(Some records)
= = = =

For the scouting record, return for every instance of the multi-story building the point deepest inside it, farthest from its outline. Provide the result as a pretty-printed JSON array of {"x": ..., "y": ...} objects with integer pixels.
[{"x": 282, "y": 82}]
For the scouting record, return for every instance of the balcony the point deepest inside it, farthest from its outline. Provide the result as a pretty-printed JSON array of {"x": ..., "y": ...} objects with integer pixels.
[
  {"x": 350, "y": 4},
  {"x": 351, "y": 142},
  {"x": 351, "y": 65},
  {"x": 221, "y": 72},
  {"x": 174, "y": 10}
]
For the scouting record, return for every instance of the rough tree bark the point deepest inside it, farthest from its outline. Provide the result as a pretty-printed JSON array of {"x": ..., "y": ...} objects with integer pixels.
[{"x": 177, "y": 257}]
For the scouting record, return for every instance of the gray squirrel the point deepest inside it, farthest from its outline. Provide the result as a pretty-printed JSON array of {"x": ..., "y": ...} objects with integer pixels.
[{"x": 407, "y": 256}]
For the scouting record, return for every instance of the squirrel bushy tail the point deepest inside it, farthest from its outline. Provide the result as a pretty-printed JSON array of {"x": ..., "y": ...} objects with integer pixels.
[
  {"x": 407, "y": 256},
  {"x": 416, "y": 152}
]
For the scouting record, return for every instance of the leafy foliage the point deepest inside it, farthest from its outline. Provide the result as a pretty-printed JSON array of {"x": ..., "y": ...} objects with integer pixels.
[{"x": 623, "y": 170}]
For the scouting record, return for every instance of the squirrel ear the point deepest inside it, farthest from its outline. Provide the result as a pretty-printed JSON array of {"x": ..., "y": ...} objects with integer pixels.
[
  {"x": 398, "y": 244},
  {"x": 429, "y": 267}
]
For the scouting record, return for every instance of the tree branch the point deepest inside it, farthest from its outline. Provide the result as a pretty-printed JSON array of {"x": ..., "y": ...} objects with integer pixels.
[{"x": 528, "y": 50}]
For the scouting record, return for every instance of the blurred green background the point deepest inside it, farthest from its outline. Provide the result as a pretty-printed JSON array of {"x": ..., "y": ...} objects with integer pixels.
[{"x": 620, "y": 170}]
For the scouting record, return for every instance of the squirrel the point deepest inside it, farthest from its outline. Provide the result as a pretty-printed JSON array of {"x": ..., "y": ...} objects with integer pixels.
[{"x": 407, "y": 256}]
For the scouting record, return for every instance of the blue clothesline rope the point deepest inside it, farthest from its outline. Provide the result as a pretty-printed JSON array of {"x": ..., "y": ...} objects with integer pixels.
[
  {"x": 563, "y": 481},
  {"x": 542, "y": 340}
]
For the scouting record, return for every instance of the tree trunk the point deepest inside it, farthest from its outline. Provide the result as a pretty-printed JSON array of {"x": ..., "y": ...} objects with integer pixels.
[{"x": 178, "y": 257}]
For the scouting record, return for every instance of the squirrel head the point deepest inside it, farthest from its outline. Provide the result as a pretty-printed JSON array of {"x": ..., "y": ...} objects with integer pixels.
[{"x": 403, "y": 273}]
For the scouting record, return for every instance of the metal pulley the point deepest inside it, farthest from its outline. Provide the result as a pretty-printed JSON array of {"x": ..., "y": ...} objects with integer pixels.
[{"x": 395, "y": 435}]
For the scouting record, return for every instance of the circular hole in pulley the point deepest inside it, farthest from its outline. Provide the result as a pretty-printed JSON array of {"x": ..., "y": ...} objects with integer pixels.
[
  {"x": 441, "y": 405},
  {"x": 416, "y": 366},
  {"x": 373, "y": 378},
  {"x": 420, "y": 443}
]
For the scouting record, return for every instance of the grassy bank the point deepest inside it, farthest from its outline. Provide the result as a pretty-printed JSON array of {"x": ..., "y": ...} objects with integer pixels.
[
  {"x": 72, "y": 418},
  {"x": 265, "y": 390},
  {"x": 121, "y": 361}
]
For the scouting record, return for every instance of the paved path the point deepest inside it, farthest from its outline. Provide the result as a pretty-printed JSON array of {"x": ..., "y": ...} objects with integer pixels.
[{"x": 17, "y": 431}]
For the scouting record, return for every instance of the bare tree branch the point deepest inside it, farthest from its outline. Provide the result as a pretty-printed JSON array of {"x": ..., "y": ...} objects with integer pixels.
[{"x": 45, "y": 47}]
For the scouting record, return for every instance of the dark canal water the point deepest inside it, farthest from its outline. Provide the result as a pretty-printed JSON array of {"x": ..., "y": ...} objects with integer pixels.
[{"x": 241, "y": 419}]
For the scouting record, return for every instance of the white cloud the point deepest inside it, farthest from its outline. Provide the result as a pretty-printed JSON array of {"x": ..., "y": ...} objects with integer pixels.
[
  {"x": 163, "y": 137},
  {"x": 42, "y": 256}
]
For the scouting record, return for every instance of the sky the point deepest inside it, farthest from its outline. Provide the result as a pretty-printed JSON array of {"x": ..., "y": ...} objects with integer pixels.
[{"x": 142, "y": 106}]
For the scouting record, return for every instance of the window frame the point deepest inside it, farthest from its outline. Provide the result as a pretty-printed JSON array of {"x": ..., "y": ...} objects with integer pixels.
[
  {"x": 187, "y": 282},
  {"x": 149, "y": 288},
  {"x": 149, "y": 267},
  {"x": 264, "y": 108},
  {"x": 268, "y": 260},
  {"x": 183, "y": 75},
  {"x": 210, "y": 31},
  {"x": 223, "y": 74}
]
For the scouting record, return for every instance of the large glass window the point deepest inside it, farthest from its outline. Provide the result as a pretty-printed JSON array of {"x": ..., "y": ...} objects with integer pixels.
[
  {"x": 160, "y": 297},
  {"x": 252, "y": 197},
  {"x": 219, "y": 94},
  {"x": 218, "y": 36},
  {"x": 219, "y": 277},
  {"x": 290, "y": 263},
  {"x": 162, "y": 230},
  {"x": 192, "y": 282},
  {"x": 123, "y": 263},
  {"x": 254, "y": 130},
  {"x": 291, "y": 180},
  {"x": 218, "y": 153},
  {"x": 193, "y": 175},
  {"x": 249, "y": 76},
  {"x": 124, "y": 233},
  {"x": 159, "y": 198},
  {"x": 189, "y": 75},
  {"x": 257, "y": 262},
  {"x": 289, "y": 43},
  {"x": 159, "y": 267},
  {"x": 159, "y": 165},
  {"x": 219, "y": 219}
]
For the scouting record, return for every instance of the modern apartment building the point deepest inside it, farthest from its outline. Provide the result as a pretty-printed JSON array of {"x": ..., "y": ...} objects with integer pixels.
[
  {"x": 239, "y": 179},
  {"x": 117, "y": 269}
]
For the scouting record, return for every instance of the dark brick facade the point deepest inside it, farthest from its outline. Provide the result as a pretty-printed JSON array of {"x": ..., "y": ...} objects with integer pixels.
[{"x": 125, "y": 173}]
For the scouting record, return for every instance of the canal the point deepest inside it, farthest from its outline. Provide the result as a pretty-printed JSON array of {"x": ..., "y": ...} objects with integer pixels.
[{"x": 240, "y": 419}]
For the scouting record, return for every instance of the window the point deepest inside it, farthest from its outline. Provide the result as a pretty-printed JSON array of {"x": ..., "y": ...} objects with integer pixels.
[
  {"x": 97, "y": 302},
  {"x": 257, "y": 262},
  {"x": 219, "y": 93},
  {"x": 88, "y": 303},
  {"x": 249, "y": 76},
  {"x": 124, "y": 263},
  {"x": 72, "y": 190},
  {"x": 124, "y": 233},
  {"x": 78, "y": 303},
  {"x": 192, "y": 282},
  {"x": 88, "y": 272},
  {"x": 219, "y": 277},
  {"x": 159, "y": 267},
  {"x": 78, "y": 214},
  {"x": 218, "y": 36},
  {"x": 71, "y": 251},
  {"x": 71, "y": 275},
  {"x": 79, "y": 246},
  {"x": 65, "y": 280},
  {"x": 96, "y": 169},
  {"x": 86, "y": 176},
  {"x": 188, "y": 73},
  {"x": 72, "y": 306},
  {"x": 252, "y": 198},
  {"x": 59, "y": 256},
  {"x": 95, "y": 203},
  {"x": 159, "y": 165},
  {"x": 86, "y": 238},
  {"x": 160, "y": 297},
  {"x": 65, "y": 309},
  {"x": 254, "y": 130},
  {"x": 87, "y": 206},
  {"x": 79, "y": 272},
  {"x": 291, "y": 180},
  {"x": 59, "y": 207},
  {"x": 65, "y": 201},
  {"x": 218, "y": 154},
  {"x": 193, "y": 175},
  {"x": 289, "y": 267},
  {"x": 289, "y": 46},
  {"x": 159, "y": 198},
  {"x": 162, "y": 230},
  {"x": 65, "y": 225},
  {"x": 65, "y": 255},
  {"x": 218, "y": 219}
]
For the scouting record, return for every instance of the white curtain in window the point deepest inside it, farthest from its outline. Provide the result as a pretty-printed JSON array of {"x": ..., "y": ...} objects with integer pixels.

= = = =

WORK TO DO = Each line from the one with "the window the" through the last line of the records must be written out word for word. Include nothing else.

ANSWER TO THE EXERCISE =
For the scouting record, return for every instance of the window the point deepest inside it, farthest from its outline. Provide the result as a pretty-printed JSON array of {"x": ..., "y": ...} objects with integer pixels.
[
  {"x": 97, "y": 302},
  {"x": 257, "y": 262},
  {"x": 219, "y": 93},
  {"x": 88, "y": 303},
  {"x": 249, "y": 76},
  {"x": 124, "y": 263},
  {"x": 72, "y": 190},
  {"x": 124, "y": 233},
  {"x": 78, "y": 303},
  {"x": 192, "y": 282},
  {"x": 88, "y": 272},
  {"x": 219, "y": 277},
  {"x": 159, "y": 267},
  {"x": 78, "y": 214},
  {"x": 218, "y": 36},
  {"x": 71, "y": 251},
  {"x": 71, "y": 275},
  {"x": 79, "y": 246},
  {"x": 65, "y": 280},
  {"x": 96, "y": 169},
  {"x": 86, "y": 176},
  {"x": 188, "y": 73},
  {"x": 72, "y": 306},
  {"x": 252, "y": 198},
  {"x": 59, "y": 256},
  {"x": 95, "y": 203},
  {"x": 159, "y": 165},
  {"x": 86, "y": 238},
  {"x": 160, "y": 297},
  {"x": 65, "y": 309},
  {"x": 254, "y": 130},
  {"x": 87, "y": 206},
  {"x": 79, "y": 272},
  {"x": 291, "y": 180},
  {"x": 59, "y": 207},
  {"x": 65, "y": 201},
  {"x": 218, "y": 154},
  {"x": 193, "y": 175},
  {"x": 289, "y": 267},
  {"x": 289, "y": 46},
  {"x": 159, "y": 198},
  {"x": 162, "y": 230},
  {"x": 65, "y": 225},
  {"x": 65, "y": 255},
  {"x": 218, "y": 219}
]
For the scouting record, return for every instance of the white curtain in window the point deepest inside it, farthest from its outline. Provide the result as a pretty-printed JSON array of {"x": ..., "y": ...} objects with integer pixels.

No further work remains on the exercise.